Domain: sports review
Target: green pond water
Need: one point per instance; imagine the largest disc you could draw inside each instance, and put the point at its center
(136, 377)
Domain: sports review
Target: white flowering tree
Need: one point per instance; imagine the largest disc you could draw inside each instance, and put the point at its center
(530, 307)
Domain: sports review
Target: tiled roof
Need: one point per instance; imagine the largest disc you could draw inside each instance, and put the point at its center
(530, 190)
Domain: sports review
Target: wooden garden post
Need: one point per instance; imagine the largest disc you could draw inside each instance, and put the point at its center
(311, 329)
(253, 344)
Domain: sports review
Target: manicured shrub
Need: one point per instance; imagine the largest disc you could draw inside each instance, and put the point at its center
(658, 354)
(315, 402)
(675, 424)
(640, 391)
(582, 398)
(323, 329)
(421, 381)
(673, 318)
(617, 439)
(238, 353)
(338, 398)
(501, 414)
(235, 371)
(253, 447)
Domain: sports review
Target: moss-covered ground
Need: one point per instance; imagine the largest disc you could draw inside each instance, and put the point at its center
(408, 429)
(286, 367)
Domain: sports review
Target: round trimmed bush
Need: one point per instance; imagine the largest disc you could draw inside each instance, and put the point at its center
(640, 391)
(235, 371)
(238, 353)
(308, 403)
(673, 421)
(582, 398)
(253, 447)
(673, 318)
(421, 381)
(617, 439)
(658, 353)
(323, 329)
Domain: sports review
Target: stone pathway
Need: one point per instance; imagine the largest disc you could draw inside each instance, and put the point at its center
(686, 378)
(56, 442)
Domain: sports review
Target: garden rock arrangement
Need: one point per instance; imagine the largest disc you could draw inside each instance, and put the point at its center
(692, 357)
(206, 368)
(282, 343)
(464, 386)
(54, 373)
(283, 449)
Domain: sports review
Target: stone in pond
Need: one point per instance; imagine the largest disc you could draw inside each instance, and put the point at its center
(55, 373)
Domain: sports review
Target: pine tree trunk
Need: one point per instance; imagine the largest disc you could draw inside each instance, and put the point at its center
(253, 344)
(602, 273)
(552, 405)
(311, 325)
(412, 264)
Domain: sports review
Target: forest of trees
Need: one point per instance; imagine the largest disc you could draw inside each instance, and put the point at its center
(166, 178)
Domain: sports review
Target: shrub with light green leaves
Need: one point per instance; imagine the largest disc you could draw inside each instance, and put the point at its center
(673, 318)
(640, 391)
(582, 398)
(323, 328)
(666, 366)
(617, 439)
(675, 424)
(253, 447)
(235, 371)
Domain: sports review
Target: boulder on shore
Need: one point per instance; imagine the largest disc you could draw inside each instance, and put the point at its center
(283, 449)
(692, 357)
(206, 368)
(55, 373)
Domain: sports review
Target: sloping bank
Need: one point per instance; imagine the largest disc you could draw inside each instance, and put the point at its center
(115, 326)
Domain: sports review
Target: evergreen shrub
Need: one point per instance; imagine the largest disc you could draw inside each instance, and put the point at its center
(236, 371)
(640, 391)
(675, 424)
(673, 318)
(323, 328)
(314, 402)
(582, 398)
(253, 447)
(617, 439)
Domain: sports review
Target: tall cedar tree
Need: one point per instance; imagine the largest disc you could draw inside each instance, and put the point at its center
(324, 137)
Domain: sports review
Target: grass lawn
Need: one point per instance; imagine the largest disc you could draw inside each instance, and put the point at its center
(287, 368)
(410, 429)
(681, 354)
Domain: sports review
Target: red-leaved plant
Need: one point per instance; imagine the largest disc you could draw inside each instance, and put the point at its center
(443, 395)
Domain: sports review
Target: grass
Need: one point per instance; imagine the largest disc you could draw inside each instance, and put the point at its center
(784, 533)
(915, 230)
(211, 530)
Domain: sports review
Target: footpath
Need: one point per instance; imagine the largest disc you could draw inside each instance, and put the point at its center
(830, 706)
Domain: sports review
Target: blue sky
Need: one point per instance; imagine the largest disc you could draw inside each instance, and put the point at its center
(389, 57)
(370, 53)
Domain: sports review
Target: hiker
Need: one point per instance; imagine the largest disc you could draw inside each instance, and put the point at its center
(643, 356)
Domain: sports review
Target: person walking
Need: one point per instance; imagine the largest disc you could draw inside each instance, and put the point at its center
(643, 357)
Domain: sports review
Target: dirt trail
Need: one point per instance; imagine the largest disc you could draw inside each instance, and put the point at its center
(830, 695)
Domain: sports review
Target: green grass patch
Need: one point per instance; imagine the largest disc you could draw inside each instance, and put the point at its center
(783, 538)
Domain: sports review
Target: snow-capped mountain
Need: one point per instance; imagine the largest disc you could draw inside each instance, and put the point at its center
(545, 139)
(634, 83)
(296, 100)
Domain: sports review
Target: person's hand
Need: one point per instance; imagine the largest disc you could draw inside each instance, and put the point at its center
::::::
** EXERCISE PROMPT **
Find each line in the material above that contains the string "garden" and copy it out. A line counts only if the capitalization matches.

** OUTPUT FOR THIS EXERCISE **
Target: wooden garden post
Target: garden rock arrangement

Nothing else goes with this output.